=== MATERIAL PROVIDED ===
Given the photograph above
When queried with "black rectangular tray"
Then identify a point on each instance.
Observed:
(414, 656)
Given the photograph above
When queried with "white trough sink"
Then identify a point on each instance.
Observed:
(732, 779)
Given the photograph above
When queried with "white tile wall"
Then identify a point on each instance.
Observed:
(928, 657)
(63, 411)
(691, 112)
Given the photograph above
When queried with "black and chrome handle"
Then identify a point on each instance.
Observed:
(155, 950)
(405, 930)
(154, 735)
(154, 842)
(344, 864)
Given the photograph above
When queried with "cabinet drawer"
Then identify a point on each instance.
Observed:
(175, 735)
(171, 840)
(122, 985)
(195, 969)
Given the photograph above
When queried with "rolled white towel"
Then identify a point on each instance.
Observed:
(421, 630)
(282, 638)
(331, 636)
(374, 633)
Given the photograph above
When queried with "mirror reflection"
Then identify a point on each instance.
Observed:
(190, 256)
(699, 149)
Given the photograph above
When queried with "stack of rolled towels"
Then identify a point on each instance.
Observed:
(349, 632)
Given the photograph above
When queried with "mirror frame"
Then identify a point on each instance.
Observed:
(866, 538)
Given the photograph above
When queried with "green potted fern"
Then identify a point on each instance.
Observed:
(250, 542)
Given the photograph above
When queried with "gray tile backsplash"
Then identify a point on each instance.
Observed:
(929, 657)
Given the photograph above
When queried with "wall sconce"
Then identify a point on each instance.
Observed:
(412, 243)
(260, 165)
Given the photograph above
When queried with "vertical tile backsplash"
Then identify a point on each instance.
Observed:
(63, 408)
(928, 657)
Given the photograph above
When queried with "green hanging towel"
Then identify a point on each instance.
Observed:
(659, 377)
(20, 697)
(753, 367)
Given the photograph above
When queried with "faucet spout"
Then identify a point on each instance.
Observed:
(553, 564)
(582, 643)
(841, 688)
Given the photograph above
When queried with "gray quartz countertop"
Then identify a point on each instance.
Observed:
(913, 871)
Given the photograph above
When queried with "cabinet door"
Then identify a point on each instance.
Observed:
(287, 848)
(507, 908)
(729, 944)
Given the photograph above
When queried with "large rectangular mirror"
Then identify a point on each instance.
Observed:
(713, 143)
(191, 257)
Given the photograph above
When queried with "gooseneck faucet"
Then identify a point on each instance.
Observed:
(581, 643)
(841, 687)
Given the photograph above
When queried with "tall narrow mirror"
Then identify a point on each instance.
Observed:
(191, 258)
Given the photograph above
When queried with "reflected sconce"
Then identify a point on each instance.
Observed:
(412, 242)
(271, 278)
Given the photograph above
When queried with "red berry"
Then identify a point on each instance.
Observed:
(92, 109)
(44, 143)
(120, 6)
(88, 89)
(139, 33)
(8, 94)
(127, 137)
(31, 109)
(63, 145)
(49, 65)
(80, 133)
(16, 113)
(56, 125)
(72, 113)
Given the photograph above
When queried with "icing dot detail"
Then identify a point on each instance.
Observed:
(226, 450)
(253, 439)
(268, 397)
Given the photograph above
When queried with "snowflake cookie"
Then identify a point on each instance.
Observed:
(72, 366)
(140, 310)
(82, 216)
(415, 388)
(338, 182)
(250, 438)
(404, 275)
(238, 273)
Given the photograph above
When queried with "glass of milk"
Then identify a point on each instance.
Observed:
===
PROBLEM DESCRIPTION: Report each line in the items above that contains the word "gray", copying every such line in full.

SOLUTION:
When queried with "gray tile backsplash"
When queried with "gray quartz countertop"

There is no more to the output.